***** EXERCISE INPUTS *****
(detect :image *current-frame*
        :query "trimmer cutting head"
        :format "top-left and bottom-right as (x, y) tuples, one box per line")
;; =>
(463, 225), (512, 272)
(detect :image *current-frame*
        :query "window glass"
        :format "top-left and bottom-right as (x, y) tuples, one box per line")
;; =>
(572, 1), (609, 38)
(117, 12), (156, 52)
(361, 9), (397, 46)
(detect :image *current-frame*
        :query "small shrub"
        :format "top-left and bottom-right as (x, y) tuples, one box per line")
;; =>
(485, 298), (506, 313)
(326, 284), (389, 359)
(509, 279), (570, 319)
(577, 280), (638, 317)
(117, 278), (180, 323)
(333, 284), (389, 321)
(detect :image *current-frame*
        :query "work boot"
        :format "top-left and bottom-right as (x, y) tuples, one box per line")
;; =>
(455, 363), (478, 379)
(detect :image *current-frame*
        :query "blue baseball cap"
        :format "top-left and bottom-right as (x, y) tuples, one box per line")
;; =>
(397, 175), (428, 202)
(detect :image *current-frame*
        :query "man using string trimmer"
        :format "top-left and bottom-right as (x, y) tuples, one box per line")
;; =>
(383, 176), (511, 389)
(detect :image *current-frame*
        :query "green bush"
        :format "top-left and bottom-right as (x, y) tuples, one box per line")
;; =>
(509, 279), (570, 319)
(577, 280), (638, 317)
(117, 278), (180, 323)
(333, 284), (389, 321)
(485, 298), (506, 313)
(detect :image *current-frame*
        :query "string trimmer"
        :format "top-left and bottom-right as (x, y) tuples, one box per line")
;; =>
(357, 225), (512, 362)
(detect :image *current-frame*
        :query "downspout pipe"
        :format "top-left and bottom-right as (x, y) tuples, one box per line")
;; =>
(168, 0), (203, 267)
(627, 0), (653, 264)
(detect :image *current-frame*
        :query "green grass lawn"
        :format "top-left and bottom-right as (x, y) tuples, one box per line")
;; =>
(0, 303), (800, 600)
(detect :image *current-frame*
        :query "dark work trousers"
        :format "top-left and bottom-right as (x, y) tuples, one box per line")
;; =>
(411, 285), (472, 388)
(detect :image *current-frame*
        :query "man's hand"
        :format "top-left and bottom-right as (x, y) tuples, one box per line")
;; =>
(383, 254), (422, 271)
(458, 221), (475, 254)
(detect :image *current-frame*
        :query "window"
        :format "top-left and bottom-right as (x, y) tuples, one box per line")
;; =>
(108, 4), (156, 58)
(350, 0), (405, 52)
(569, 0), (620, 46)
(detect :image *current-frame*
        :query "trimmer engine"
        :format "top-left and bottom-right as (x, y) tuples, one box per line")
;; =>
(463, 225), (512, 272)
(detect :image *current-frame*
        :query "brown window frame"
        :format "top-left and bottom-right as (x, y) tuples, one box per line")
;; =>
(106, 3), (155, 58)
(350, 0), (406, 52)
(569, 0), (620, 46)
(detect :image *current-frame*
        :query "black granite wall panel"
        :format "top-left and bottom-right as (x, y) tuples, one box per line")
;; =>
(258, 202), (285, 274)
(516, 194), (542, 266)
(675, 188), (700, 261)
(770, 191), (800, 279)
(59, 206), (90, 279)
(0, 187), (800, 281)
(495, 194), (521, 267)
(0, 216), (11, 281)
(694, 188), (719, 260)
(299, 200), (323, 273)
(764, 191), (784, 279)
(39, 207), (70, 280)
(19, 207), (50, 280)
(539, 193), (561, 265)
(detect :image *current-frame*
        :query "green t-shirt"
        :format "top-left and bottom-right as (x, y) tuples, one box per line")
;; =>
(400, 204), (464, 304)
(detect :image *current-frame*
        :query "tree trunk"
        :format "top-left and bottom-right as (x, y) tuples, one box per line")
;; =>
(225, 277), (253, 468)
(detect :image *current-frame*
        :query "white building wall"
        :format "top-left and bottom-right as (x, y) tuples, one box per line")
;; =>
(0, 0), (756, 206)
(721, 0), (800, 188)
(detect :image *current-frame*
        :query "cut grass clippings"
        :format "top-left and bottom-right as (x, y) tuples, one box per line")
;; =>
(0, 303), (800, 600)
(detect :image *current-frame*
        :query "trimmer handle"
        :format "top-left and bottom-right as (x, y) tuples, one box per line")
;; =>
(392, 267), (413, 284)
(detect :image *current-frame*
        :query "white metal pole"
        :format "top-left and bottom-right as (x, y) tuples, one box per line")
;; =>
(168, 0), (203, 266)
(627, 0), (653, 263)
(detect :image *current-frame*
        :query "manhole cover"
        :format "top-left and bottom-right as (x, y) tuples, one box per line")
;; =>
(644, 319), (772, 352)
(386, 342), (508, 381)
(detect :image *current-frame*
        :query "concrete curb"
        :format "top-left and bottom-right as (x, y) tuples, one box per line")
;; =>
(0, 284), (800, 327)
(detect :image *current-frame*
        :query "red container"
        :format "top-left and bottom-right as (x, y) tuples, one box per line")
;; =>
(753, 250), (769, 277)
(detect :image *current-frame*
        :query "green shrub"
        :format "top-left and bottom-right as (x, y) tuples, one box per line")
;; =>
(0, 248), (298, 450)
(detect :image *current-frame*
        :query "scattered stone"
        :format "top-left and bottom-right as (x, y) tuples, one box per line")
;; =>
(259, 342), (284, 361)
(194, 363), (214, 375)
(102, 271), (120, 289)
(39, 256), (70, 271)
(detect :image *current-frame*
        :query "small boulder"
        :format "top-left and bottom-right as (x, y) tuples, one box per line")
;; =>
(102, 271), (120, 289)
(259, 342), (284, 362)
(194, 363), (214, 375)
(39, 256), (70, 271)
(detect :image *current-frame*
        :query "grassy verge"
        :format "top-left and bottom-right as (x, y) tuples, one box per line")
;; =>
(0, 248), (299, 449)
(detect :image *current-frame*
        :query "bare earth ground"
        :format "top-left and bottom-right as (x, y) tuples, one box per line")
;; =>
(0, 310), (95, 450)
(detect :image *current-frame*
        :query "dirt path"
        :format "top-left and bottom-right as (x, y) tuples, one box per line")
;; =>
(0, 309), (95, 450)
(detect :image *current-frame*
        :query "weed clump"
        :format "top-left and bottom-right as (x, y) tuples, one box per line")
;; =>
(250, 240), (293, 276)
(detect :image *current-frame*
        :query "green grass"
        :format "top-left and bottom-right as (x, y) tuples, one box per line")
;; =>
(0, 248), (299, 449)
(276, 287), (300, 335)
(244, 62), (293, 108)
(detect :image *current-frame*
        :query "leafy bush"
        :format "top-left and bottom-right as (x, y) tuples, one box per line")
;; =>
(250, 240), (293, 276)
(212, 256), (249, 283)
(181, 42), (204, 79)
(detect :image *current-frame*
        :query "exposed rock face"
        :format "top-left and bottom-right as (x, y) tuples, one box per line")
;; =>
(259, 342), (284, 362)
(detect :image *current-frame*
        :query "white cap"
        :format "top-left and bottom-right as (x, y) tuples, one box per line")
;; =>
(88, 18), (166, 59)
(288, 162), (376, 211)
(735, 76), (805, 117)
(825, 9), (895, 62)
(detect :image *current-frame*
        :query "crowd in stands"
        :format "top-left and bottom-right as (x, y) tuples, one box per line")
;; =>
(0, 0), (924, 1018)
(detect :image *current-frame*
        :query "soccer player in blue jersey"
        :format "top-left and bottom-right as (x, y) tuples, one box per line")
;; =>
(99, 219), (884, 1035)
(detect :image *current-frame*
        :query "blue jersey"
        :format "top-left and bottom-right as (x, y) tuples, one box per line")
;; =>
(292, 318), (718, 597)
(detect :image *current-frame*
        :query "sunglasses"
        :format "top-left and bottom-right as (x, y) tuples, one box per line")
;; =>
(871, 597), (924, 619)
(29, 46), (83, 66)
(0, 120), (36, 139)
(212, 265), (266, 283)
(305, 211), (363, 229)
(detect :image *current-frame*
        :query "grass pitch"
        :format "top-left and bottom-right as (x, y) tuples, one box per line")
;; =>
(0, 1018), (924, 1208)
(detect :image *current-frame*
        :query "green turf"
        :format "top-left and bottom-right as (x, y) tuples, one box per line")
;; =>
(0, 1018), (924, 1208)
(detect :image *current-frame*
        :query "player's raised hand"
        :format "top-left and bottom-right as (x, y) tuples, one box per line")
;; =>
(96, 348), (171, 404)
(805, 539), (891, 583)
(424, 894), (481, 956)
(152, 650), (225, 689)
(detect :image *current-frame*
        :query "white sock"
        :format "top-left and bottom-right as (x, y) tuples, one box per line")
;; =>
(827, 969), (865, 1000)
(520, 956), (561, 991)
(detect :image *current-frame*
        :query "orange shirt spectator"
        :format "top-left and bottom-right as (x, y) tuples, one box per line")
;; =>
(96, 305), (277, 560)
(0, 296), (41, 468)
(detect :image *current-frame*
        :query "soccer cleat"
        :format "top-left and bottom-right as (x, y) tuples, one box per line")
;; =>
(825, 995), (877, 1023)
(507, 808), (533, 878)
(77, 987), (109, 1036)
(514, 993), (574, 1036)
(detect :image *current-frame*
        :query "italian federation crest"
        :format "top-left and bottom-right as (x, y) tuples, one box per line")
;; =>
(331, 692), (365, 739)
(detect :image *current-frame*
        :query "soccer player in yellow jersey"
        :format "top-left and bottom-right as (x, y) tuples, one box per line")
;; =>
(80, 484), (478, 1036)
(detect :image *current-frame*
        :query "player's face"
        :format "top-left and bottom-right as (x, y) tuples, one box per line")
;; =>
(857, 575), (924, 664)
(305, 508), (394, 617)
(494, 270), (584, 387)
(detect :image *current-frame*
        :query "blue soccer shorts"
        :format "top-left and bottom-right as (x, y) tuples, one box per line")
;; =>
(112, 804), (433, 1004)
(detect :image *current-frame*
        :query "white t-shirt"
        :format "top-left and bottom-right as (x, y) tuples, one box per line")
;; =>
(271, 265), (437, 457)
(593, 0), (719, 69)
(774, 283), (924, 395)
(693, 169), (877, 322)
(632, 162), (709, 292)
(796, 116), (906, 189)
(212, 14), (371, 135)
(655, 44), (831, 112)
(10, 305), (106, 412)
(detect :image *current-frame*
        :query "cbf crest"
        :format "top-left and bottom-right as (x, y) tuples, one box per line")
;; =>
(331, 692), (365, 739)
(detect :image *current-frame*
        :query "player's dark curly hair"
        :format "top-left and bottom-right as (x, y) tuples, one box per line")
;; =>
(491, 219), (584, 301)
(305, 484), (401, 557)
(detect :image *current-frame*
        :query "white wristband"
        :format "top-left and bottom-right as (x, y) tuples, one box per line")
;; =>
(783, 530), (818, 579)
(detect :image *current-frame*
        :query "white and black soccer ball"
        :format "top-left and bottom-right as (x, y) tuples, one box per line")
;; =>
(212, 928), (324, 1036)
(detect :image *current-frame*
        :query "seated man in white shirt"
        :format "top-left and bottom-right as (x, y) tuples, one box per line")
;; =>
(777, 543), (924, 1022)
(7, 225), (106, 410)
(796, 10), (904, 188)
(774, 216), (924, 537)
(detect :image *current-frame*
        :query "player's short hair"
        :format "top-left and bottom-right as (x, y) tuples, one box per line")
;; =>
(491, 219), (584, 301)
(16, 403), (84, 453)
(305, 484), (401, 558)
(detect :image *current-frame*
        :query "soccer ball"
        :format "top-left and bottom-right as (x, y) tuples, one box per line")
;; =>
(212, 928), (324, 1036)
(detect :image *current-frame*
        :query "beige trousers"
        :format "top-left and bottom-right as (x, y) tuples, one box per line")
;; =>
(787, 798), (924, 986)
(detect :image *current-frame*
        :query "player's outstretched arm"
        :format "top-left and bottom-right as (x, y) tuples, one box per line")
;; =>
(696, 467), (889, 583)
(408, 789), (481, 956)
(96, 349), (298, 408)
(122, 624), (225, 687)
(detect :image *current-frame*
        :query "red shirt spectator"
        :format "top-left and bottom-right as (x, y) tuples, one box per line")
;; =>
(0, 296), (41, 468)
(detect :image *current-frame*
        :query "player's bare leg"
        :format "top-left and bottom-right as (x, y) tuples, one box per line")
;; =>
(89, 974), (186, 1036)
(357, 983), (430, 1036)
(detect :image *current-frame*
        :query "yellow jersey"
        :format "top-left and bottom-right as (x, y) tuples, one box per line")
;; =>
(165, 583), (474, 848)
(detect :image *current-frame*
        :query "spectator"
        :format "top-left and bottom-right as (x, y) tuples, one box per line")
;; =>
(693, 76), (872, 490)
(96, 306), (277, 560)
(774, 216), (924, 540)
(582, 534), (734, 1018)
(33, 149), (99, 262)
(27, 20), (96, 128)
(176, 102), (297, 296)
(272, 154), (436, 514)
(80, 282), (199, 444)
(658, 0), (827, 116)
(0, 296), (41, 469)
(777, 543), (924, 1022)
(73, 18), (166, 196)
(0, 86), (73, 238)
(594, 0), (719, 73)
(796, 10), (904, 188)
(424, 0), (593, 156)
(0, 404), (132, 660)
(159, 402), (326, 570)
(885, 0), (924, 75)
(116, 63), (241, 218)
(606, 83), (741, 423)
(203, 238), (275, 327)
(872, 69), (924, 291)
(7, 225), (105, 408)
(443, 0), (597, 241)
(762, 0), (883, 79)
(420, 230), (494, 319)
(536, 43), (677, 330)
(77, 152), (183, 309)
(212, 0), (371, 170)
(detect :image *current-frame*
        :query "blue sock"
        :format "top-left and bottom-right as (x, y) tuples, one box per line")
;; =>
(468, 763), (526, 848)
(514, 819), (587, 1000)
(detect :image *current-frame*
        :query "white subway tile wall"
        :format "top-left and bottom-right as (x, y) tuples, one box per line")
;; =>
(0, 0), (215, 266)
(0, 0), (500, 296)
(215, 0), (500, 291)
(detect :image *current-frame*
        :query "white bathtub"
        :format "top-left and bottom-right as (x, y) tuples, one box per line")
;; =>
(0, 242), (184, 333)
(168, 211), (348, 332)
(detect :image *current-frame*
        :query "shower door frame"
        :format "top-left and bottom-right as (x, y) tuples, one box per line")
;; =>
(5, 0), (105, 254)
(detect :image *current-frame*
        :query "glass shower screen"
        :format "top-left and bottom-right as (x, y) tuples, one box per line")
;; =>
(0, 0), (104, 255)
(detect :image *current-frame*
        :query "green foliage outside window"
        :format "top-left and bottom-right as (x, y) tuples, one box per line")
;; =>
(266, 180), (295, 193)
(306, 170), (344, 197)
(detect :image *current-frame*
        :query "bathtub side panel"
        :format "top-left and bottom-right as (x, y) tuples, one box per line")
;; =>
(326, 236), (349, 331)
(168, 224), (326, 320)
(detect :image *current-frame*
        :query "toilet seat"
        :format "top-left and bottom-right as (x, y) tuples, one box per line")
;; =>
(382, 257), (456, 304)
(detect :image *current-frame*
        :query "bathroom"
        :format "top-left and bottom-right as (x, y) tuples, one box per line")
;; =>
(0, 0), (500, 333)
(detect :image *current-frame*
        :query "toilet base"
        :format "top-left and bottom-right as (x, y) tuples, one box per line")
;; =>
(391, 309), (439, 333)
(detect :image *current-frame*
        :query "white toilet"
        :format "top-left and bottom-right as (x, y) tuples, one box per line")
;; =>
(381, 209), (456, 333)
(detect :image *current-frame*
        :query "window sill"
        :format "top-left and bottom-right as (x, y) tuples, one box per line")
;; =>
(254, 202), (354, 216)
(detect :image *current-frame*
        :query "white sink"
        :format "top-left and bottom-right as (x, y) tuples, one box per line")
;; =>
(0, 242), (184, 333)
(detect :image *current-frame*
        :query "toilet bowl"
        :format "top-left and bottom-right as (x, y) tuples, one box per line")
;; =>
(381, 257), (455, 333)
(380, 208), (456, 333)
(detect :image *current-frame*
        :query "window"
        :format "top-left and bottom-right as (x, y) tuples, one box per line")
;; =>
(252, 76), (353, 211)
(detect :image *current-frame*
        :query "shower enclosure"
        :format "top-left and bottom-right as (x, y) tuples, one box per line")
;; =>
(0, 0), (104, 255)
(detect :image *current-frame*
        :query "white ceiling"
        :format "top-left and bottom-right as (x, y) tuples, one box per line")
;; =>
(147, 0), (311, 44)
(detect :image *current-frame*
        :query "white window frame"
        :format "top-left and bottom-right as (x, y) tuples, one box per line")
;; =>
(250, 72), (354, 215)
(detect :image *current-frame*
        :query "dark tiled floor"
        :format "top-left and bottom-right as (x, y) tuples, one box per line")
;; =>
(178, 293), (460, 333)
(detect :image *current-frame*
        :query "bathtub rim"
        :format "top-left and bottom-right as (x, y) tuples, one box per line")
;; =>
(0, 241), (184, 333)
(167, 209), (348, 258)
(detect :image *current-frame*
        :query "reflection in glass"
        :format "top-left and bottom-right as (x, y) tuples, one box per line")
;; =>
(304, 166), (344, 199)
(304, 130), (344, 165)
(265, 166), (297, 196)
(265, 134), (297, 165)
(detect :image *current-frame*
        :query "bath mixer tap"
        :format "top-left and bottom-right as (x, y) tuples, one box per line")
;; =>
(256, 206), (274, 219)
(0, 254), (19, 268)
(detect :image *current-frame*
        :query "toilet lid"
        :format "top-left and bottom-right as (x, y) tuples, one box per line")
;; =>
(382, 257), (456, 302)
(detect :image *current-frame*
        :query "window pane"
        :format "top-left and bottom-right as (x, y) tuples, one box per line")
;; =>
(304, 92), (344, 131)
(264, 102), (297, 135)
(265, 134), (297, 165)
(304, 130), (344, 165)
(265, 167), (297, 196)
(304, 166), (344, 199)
*****
● **WHAT YOU NEED TO DO**
Report each line of the rows above that contains the word "spectator", copying every such line in full.

● **OUTPUT OF THE TASK**
        :query "orange shirt spectator"
        :query "red shirt spectator"
        :query "spectator"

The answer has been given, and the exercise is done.